Chapter 5 – Rotational Motion (JEE Physics)
1. Introduction to Rotational Motion
Rotational motion is the motion of a rigid body about a fixed axis.
Every point of the body moves in a circle whose center lies on the axis of rotation.
Examples: rotating wheel, ceiling fan, Earth’s rotation.
2. Rigid Body
A rigid body is a system of particles in which the distance between any two particles remains constant during motion.
3. Angular Displacement
Angular displacement:
$$\theta = \frac{s}{r}$$
- SI unit: radian
- Dimensionless quantity
4. Angular Velocity
$$\omega = \frac{d\theta}{dt}$$
Relation with linear velocity:
$$v = r\omega$$
5. Angular Acceleration
$$\alpha = \frac{d\omega}{dt}$$
Relation with linear acceleration:
$$a_t = r\alpha,\quad a_c = r\omega^2$$
6. Equations of Rotational Motion
$$\omega = \omega_0 + \alpha t$$
$$\theta = \omega_0 t + \frac{1}{2}\alpha t^2$$
$$\omega^2 = \omega_0^2 + 2\alpha\theta$$
7. Torque
Torque is the turning effect of a force.
$$\vec{\tau} = \vec{r} \times \vec{F}$$
Magnitude:
$$\tau = rF\sin\theta$$
8. Moment of Inertia (MOI)
Moment of inertia is the rotational analogue of mass.
$$I = \sum m_ir_i^2$$
9. Radius of Gyration
$$I = Mk^2$$
$k$ represents how mass is distributed relative to axis.
10. Standard Moments of Inertia
| Body | MOI |
|---|---|
| Rod (center) | $\frac{ML^2}{12}$ |
| Rod (end) | $\frac{ML^2}{3}$ |
| Solid sphere | $\frac{2}{5}MR^2$ |
| Ring | $MR^2$ |
11. Parallel Axis Theorem
$$I = I_{cm} + Md^2$$
12. Perpendicular Axis Theorem
$$I_z = I_x + I_y$$
Applicable only for planar bodies.
13. Angular Momentum
$$\vec{L} = \vec{r} \times \vec{p}$$
For rigid body:
$$L = I\omega$$
14. Relation Between Torque and Angular Momentum
$$\vec{\tau} = \frac{d\vec{L}}{dt}$$
15. Conservation of Angular Momentum
If net external torque on a system is zero, angular momentum remains constant.
$$I_1\omega_1 = I_2\omega_2$$
Classic example: skater pulling arms inward.

Recorded data:
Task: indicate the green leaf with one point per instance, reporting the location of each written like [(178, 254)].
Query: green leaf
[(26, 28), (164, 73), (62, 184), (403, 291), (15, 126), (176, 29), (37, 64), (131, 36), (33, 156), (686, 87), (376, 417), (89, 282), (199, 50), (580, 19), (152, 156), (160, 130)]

Written tasks:
1. Reproduce the rotational motion notes word for word, everything from "Chapter 5 –" down to "fan, Earth’s rotation.".
2. In the rotational motion notes, recast the paragraph beginning "Rotational motion is the motion of a rigid body" as a short bulleted list that keeps its main facts.
The lines after the rotational motion notes are separate material and stand apart from them.

Exercise responses:
1.
Chapter 5 – Rotational Motion (JEE Physics)
1. Introduction to Rotational Motion
Rotational motion is the motion of a rigid body about a fixed axis.
Every point of the body moves in a circle whose center lies on the axis of rotation.
Examples: rotating wheel, ceiling fan, Earth’s rotation.

2.
- Rotational motion: a rigid body moving about a fixed axis
- Each point of the body travels in a circle centered on the axis of rotation
- Examples: rotating wheel, ceiling fan, Earth's rotation